# [OBJECTIVE]
Using the entries below, output exactly the line containing "# point at: mist" and all lines that follow it to the end.

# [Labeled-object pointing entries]

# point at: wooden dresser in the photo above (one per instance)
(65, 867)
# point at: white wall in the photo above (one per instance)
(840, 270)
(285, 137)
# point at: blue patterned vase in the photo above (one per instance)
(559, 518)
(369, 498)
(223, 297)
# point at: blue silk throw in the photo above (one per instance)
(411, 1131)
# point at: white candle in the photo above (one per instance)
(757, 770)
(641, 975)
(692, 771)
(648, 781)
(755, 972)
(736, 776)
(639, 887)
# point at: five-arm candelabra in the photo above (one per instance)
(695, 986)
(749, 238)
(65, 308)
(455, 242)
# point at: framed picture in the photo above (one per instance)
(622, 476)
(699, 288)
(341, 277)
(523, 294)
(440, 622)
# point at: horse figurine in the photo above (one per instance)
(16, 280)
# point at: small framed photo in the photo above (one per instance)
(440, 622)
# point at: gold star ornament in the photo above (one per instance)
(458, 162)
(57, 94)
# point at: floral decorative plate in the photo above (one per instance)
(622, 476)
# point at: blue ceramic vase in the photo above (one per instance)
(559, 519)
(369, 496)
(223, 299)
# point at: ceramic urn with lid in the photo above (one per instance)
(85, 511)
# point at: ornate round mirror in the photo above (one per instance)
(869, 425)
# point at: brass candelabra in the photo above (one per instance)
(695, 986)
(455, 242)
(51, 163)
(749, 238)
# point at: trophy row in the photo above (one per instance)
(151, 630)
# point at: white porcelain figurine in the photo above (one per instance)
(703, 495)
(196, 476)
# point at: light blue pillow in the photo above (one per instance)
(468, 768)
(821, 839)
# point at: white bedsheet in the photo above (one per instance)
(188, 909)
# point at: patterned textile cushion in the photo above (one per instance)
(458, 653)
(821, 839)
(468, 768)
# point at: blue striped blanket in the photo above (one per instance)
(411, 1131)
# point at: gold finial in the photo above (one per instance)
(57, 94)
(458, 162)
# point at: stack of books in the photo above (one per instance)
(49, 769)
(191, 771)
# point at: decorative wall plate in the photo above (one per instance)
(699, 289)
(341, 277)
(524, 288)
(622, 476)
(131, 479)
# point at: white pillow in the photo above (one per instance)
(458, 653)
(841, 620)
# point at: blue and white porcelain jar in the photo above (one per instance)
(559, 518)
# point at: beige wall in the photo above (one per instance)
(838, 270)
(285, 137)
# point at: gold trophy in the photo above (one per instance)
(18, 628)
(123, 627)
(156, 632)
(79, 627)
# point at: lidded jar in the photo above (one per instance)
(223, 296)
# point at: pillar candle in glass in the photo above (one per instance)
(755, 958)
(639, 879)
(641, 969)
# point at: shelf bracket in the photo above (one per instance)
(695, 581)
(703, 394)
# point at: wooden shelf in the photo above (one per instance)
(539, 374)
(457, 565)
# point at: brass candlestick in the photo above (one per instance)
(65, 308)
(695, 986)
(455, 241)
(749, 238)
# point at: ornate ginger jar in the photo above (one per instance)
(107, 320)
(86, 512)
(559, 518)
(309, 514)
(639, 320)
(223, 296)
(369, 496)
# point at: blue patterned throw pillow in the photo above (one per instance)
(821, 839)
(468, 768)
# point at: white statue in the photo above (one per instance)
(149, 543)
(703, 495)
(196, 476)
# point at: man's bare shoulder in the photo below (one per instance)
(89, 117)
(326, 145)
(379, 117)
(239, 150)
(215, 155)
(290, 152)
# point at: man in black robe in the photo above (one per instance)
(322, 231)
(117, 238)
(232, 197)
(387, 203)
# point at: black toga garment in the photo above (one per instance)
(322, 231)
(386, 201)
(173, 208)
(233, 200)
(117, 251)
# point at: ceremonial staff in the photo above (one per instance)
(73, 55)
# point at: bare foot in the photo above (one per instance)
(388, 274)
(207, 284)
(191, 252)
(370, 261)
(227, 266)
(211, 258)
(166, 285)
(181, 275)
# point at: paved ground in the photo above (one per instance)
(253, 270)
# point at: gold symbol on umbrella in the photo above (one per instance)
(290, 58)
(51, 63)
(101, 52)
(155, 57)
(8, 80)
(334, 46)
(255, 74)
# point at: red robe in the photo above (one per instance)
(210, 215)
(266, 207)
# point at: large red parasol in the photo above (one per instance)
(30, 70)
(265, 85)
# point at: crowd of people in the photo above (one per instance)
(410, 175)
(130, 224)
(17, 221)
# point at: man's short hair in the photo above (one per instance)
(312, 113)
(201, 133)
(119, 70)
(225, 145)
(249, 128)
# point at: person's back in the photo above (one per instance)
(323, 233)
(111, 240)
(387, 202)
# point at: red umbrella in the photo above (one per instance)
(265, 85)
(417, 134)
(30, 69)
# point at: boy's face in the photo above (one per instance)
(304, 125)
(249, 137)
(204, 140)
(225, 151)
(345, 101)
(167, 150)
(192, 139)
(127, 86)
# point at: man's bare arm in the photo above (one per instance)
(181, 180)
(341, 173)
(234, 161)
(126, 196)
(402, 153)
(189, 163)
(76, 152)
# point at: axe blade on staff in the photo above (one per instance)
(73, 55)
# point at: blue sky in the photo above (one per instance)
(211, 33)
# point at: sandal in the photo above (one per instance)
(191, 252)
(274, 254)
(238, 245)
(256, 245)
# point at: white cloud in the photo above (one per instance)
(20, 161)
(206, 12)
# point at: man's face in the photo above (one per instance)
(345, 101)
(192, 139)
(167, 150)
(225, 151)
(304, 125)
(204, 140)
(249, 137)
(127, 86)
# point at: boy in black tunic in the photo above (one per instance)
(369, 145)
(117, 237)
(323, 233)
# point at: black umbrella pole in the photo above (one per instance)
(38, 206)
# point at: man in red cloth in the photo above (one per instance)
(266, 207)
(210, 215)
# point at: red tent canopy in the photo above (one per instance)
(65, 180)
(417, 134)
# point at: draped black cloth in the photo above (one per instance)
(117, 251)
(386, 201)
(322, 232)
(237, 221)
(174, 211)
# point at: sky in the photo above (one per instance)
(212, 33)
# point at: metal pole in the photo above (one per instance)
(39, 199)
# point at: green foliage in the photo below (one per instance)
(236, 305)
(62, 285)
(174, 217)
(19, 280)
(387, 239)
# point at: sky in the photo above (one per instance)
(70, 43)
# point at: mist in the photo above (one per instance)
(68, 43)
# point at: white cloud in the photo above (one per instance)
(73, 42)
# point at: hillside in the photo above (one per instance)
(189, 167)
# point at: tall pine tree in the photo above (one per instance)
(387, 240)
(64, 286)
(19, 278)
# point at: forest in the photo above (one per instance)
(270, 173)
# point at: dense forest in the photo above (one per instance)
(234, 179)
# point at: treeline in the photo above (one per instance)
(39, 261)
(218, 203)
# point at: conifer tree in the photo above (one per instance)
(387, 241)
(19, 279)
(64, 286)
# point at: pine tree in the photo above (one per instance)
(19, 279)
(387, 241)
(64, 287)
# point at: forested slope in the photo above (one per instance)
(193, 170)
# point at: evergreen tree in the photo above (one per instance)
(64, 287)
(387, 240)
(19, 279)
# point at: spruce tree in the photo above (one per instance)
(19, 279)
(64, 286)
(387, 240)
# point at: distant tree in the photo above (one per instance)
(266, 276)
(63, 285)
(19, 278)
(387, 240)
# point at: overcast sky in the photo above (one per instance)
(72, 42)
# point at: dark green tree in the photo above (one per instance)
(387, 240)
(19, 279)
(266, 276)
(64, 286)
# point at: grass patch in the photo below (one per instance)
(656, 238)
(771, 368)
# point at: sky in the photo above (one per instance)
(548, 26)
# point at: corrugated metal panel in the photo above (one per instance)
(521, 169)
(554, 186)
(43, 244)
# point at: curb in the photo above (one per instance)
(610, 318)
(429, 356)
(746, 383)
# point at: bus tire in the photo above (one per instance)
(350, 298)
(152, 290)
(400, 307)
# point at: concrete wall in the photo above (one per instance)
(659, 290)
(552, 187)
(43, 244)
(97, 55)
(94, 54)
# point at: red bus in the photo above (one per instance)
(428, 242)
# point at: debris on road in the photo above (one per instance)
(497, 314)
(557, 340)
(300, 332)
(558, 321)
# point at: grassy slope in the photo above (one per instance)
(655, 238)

# [EXPECTED OUTPUT]
# point at: mist in the photo above (one per instance)
(68, 43)
# point at: white cloud in the photo above (one per instance)
(73, 42)
# point at: hillside in the photo above (one per instance)
(189, 167)
# point at: tall pine tree in the photo above (one per instance)
(387, 240)
(64, 286)
(19, 278)
# point at: forest in the photo above (one per instance)
(270, 173)
# point at: dense forest in the photo above (one per instance)
(234, 179)
# point at: treeline in the photo above (one per instance)
(39, 261)
(218, 203)
# point at: conifer tree in the photo above (one per instance)
(387, 241)
(19, 279)
(64, 286)
# point at: pine tree in the photo above (one per instance)
(19, 279)
(387, 241)
(64, 287)
# point at: forested slope in the photo above (one per instance)
(193, 170)
# point at: evergreen tree in the photo above (one per instance)
(64, 287)
(387, 240)
(19, 279)
# point at: spruce tree in the photo above (one per instance)
(19, 279)
(64, 286)
(387, 240)
# point at: distant tree in the photo above (one per instance)
(266, 276)
(63, 285)
(19, 278)
(387, 240)
# point at: overcast sky in the photo above (one per instance)
(72, 42)
# point at: dark green tree in the photo above (one per instance)
(387, 240)
(19, 279)
(266, 276)
(64, 286)
# point at: grass patch in the photo below (one per instance)
(656, 238)
(771, 368)
# point at: sky in the photo above (one per instance)
(548, 26)
# point at: corrugated metal panel in the photo above (one per instance)
(521, 169)
(554, 186)
(43, 244)
# point at: curb in the photo above (one per instance)
(610, 318)
(429, 356)
(746, 383)
# point at: bus tire in the photo above (one per instance)
(350, 298)
(152, 290)
(400, 307)
# point at: concrete wall in the photo above (one per instance)
(659, 290)
(552, 187)
(43, 244)
(97, 55)
(94, 54)
# point at: red bus in the photo above (one per instance)
(428, 242)
# point at: debris on road in the photo above (one per instance)
(497, 314)
(557, 340)
(300, 332)
(558, 321)
# point at: grassy slope in the photo above (one per instance)
(655, 238)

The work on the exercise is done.